DO THIS:
Format the part of the entries below that opens with the line containing "Place a point on the shoreline, one" and closes with the line containing "<point>572,45</point>" as a Markdown table. Use a Row column for the line's number and a Line column for its text, and leave out any blank lines.

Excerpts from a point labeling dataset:

* START *

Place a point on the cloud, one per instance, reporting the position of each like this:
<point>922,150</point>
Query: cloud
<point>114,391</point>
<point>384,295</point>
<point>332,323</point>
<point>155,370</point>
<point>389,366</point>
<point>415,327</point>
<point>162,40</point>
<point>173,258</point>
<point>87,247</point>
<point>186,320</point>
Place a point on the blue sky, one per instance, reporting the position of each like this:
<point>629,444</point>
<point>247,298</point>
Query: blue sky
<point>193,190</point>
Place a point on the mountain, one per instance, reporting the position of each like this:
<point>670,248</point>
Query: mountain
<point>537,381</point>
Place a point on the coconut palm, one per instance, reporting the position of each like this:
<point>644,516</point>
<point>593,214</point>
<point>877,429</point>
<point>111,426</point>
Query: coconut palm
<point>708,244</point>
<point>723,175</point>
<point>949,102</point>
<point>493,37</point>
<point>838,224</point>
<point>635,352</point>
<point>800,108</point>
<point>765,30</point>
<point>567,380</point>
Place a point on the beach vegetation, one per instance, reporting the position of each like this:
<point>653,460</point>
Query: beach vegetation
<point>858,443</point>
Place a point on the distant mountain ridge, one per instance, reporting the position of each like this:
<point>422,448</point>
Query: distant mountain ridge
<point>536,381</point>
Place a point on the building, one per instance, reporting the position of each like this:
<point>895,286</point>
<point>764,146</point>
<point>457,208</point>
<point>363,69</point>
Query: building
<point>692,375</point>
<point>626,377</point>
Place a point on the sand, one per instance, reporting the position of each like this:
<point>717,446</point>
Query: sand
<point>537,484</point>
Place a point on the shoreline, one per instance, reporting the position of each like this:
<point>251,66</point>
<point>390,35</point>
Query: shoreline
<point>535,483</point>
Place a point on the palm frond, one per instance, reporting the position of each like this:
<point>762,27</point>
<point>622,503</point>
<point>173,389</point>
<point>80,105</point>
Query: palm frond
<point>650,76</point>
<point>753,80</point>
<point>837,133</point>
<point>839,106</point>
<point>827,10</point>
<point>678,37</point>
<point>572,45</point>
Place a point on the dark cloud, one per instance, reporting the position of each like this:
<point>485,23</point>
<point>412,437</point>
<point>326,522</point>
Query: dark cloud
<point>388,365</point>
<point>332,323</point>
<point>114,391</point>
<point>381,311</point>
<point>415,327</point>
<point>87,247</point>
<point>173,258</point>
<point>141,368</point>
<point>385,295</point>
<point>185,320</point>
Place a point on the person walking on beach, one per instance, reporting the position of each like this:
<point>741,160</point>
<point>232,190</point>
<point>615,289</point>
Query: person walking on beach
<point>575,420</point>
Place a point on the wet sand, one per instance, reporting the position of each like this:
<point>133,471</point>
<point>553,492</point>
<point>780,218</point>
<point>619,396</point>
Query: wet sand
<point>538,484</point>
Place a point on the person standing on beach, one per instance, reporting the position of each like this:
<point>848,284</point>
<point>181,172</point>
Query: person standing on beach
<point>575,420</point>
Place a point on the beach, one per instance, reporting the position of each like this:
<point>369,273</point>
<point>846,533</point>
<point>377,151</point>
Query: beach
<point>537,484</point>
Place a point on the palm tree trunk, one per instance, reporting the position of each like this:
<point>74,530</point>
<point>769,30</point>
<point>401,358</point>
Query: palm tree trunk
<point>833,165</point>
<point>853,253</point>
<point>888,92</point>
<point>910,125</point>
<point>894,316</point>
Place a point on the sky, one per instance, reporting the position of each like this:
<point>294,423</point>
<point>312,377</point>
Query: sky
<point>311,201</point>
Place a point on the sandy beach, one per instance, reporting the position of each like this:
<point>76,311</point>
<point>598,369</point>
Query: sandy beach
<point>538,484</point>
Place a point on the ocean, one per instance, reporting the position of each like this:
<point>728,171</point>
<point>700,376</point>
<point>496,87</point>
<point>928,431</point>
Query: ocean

* END *

ANSWER TO THIS TASK:
| Row | Line |
|---|---|
| 1 | Place a point on the shoreline, one per instance, reporting the position of each like this: |
| 2 | <point>251,66</point> |
| 3 | <point>390,35</point> |
| 4 | Query: shoreline |
| 5 | <point>535,483</point> |
| 6 | Place a point on the palm frond, one per instance, reporting the position of each like this: |
| 7 | <point>762,27</point> |
| 8 | <point>622,503</point> |
| 9 | <point>173,389</point> |
| 10 | <point>80,105</point> |
| 11 | Query: palm frond |
| 12 | <point>650,76</point> |
| 13 | <point>753,80</point> |
| 14 | <point>837,133</point> |
| 15 | <point>839,106</point> |
| 16 | <point>827,10</point> |
| 17 | <point>678,37</point> |
| 18 | <point>572,45</point> |